What is asked
Go through the entries and transcribe each one exactly, dropping the pictures.

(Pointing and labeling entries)
++++++++++++++++++++

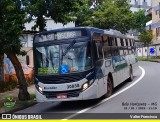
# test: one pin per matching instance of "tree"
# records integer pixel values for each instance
(140, 20)
(146, 37)
(11, 26)
(109, 14)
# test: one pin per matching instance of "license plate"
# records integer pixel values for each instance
(61, 96)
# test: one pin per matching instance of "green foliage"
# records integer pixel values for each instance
(140, 20)
(9, 85)
(146, 37)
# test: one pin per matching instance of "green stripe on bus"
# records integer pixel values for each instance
(121, 66)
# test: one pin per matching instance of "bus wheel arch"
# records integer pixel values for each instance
(110, 85)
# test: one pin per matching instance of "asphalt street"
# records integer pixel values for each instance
(142, 95)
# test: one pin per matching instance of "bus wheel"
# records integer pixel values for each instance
(131, 74)
(109, 87)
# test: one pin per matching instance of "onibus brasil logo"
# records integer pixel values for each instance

++++++++++++++++++++

Correct answer
# test: one pin per matching instance of "tree"
# records integer pixel values for each instance
(140, 20)
(146, 37)
(11, 26)
(109, 14)
# test: one pin per matching instance of "license plate"
# records integer pixel values for each instance
(61, 96)
# test: one pin per matching instance of "green foliage"
# records integer pixel values for each instance
(140, 20)
(9, 85)
(146, 37)
# test: one pin per matching instance of "green stripe on bus"
# records integer pixel values for each instance
(121, 66)
# test: one pin per matching instance of "bus wheel arch"
# records integer pixel values for each instance
(110, 85)
# test: one pin per matching instance of "asphalt street"
# records integer pixel values for each instance
(142, 95)
# test: one pin per matching instance of "bus wheel"
# records integer pixel values for each instance
(131, 74)
(109, 87)
# test: one pin per matching instance of "onibus brasil logo"
# records integer pixel values for each instance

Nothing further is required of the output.